Broadly speaking, the three companies tread the same path of acquiring practices from baby-boomer dentist getting a bit old in the, er, tooth.
But Smiles Inclusive’s business model differs from its peers, in that practice owners who sell to the company can continue to hold some equity through a joint venture vehicle.
These vendors continue to operate the practice, paying Smiles a service fee for the digs and support services. Through the JV vehicle they can share in some of the profits and eventual capital gains.
Smiles Inclusive has also resolved to stick to mainstream locations in metropolitan city locations.
Unlike Pacific Smiles it’s avoiding large shopping malls because he is not convinced customers want to combine a trip to the dentist with a grocery run to Woolies.
Unlike the others, Pacific Smiles has joined arms with the health insurers, with eight of its 75 clinics operating under the nib Dental Care banner.
The corporate dental model only makes sense if it can be more efficient than stand-alone locations, while retaining dentists at the same time.
Timoney’s productivity priority is to improve seat utilisation: of the 154 dental chairs being acquired, 61 are never used.
Sceptics of corporate dentistry argue the benefits are overblown because a dentist can only ever attend to one mouth at a time.
But Timoney argues every active seat improves economies of scale through shared reception and cheaper procurement.
According to research house IBIS, the dental market is worth $10 billion and revenues have been growing at 3 percent per annum.
As a non Medicare item, dentistry is mainly funded privately (or through private insurers) and is sensitive to economic conditions.
Despite the relentless march of the consolidators, dentistry remains a cottage industry: of the 7000 dental surgeries in Australia, the biggest owner (the health fund Bupa) accounts for only 6.5 per cent.
The real potential lies in persuading the 65 percent of adult Australians who don’t regularly visit a dentist. Given the cost and discomfort involved, this cohort will wait until black and rotting teeth force them to drop by.
1300 Smiles paved the way with a $1 a day dental scheme to address the affordability issue. Smiles Inclusive is trying to persuade corporate employers to offer dental incentives to their staff, in the same way they might fund a $300 gym membership.

Referring expression data:
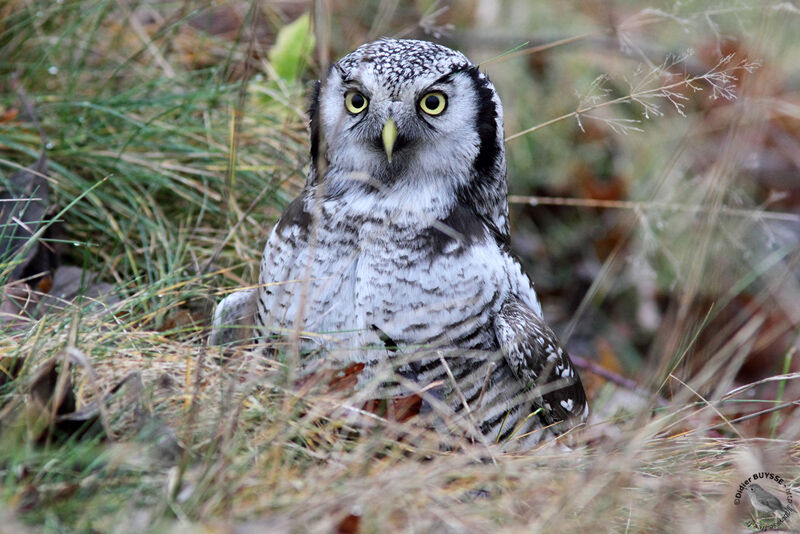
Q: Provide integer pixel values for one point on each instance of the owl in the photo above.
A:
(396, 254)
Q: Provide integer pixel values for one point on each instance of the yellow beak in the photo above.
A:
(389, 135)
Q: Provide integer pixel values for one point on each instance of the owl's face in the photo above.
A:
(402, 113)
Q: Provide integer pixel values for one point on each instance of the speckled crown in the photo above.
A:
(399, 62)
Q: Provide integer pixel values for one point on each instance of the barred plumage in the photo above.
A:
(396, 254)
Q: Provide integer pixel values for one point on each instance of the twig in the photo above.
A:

*Brief*: Copy the passage on corporate dentistry starting at "Smiles Inclusive has" and ending at "the same time.", swapping "stand-alone" for "independent".

*Reply*:
Smiles Inclusive has also resolved to stick to mainstream locations in metropolitan city locations.
Unlike Pacific Smiles it’s avoiding large shopping malls because he is not convinced customers want to combine a trip to the dentist with a grocery run to Woolies.
Unlike the others, Pacific Smiles has joined arms with the health insurers, with eight of its 75 clinics operating under the nib Dental Care banner.
The corporate dental model only makes sense if it can be more efficient than independent locations, while retaining dentists at the same time.